Object position labeling entries:

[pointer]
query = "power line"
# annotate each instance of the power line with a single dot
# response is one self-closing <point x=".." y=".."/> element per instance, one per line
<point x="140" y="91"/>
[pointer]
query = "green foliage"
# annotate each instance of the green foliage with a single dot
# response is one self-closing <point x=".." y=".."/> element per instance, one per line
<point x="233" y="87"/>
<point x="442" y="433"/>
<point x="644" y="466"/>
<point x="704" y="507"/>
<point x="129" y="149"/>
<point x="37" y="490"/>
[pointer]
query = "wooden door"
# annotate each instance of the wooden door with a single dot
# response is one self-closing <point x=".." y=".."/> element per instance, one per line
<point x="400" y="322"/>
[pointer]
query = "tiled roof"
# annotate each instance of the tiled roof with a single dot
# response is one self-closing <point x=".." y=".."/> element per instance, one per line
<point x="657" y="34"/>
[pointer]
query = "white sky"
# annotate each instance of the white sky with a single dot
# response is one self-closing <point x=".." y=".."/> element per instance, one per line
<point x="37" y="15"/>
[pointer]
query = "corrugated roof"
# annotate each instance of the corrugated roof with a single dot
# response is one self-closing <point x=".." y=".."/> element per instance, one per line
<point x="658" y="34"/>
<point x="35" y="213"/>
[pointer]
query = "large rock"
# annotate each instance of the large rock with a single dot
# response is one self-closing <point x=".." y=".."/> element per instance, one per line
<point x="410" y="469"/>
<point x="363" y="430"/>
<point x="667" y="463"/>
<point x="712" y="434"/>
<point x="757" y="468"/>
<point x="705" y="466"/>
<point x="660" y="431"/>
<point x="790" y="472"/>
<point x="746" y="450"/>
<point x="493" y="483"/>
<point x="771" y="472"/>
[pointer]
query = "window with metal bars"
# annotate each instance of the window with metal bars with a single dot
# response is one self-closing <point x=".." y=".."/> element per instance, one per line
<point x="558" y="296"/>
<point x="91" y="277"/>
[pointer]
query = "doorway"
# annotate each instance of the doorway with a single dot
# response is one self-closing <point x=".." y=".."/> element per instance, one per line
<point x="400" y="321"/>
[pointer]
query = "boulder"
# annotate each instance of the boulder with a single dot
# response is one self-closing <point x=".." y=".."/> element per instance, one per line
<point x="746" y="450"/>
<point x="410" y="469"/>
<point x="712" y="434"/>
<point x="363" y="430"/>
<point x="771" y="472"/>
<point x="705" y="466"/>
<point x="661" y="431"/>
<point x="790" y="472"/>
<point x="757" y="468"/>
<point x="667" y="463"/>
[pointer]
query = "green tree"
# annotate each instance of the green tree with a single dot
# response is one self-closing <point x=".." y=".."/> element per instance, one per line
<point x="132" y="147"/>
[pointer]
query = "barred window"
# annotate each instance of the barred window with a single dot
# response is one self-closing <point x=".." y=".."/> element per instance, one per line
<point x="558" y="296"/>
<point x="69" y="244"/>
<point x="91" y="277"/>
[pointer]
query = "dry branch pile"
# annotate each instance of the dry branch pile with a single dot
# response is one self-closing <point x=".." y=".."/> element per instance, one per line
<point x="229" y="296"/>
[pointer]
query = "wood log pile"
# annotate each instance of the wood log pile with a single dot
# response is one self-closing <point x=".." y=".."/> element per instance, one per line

- **TASK**
Extract every entry in the listing word for word.

- **SOLUTION TO THE EXERCISE**
[pointer]
query = "power line"
# annotate each instance of the power line with a single dot
# response is one self-closing <point x=".." y=".."/> element per instance, one per line
<point x="140" y="91"/>
[pointer]
query = "green foliage"
# annotate each instance of the green foliage with a single dot
# response is one self-closing <point x=".." y=".."/> element per instance, one per line
<point x="233" y="87"/>
<point x="442" y="433"/>
<point x="644" y="466"/>
<point x="704" y="507"/>
<point x="129" y="149"/>
<point x="37" y="490"/>
[pointer]
query = "wooden door"
# annotate each instance of the wooden door with a single dot
# response is one self-closing <point x=".." y=".."/> element per instance, one per line
<point x="400" y="322"/>
[pointer]
query = "tiled roof"
# annotate each instance of the tiled roof with a single dot
# response is one self-closing <point x=".." y=".."/> element per instance, one per line
<point x="657" y="34"/>
[pointer]
query = "white sky"
# annotate each instance of the white sky with a single dot
# response is one self-closing <point x=".." y=".."/> element per instance, one per line
<point x="37" y="15"/>
[pointer]
query = "corrugated roof"
# annotate each instance of the corrugated roof with a single dot
# response is one self-closing <point x=".." y=".."/> element per instance, one per line
<point x="658" y="34"/>
<point x="35" y="213"/>
[pointer]
query = "large rock"
# annotate each instance of the large rock with a single dot
# response is one self-closing <point x=".." y=".."/> element per instance, one per line
<point x="410" y="469"/>
<point x="363" y="430"/>
<point x="667" y="463"/>
<point x="712" y="434"/>
<point x="757" y="468"/>
<point x="705" y="466"/>
<point x="660" y="431"/>
<point x="790" y="472"/>
<point x="746" y="450"/>
<point x="493" y="483"/>
<point x="771" y="472"/>
[pointer]
query = "window with metal bars"
# annotate each instance of the window with metal bars with a single dot
# response is one self-closing <point x=".." y=".."/> element per instance, one per line
<point x="558" y="296"/>
<point x="91" y="277"/>
[pointer]
query = "doorway"
# annotate each instance of the doorway with a single dot
# response is one self-closing <point x=".." y=".."/> element per instance, one per line
<point x="400" y="321"/>
[pointer]
query = "boulder"
# annotate each instance of the boulder with a single dot
# response is one self-closing <point x=".." y=".."/> element per instance, one per line
<point x="746" y="450"/>
<point x="410" y="469"/>
<point x="712" y="434"/>
<point x="363" y="430"/>
<point x="771" y="472"/>
<point x="705" y="466"/>
<point x="661" y="431"/>
<point x="790" y="472"/>
<point x="757" y="468"/>
<point x="667" y="463"/>
[pointer]
query = "green tree"
# annotate each instance of the green tree with a single dot
# response is one self-closing <point x=".." y=".."/> element per instance, one per line
<point x="132" y="147"/>
[pointer]
query = "barred window"
# annotate each instance of the barred window with a single dot
# response is one self-closing <point x=".." y=".."/> element per instance, one per line
<point x="558" y="296"/>
<point x="69" y="244"/>
<point x="91" y="277"/>
[pointer]
query = "dry branch pile"
# annotate each instance of the dry branch pile with a single dot
# response is one self-closing <point x=".." y=".."/> element per instance, one per line
<point x="229" y="296"/>
[pointer]
query = "wood log pile"
# annotate each instance of the wood log pile with a single dot
# response is one self-closing <point x=".." y=".."/> element per instance, one per line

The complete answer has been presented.